Task instructions:
1) In the text on media consolidation, which law allowed for massive consolidation of radio?
2) Write out the passage from the text on media consolidation between "The degradation of" and "across the country.", inclusive.

Source text:
------------------------------------------------------------
The American press and media are being decimated by consolidation. This transformation from many owners into five or six large corporations and the lessening of small outlets for radio, newspapers, magazines and music are chilling a once robust marketplace of ideas. What should Americans do? This series explores the arguments and the backlash.
Democracy Papers online archive:
www.seattletimes/thedemocracypapers
Daily Democracy, the Democracy Papers blog: blog.seattletimes.nwsource.com/dailydemocracy.
The loss is heard, watched and read. Substantive news and entertainment have become quaint relics in America, like music on vinyl or news on paper.
The degradation of the press and media was not always so glaring. The ill effects of consolidation took time to work into the lives of readers, listeners and consumers. Once the bottom-line mentality of corporate media became clear, the issue shot to the top of the public's conscience like a bullet.
The failures to protect the press and media are many, the blame widespread. The panicked state of the newspaper industry is attributable to consolidation that happened during the past four decades. Newspapers are no longer beholden to a city or region, but to the number-crunchers of distant chain ownership.
The same is true for television. A handful of media companies dominate local markets across the country.
Independent radio's demise came later, but with lightning speed. The Telecommunications Act of 1996 allowed for massive consolidation. Many cities' commercial radio stations are now saddled with just one or two corporate owners.
------------------------------------------------------------
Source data
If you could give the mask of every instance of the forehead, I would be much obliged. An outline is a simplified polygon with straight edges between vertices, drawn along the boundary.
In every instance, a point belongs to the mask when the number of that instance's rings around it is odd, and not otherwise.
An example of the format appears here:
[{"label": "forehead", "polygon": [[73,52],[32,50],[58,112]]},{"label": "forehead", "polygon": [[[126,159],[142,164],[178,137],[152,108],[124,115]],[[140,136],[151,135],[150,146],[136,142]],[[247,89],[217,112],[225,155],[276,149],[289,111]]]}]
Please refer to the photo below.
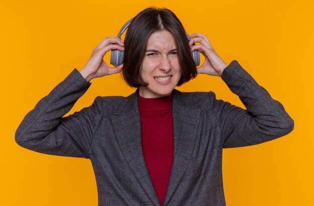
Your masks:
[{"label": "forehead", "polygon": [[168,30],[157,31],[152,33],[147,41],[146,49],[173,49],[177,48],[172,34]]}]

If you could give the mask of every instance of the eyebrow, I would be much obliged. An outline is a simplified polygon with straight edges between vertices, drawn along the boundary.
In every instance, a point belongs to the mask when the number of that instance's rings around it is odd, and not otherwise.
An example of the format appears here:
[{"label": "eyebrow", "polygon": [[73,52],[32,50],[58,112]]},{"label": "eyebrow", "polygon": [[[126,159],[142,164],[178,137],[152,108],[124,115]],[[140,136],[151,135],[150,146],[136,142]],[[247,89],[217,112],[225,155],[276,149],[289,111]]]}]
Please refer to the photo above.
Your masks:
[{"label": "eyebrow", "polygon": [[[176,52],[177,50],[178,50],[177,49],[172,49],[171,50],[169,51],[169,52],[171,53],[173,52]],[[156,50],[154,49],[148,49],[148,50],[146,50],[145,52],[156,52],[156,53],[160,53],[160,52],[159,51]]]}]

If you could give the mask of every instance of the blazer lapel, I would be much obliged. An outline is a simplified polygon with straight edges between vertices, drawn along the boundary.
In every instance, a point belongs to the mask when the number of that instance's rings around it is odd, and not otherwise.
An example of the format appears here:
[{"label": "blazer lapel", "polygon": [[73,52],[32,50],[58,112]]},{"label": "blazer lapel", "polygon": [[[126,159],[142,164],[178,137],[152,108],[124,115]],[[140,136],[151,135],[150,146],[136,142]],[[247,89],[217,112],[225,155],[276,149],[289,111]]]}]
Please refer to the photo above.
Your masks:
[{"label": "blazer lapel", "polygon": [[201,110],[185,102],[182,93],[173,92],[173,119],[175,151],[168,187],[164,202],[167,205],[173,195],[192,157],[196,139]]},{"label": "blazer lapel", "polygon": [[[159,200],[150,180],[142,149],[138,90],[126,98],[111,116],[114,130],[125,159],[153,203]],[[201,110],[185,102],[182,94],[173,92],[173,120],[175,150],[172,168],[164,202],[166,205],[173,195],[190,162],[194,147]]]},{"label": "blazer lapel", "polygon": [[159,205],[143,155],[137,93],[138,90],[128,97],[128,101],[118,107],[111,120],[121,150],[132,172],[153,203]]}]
------------------------------------------------------------
Results by task:
1) The Telecommunications Act of 1996.

2)
The degradation of the press and media was not always so glaring. The ill effects of consolidation took time to work into the lives of readers, listeners and consumers. Once the bottom-line mentality of corporate media became clear, the issue shot to the top of the public's conscience like a bullet.
The failures to protect the press and media are many, the blame widespread. The panicked state of the newspaper industry is attributable to consolidation that happened during the past four decades. Newspapers are no longer beholden to a city or region, but to the number-crunchers of distant chain ownership.
The same is true for television. A handful of media companies dominate local markets across the country.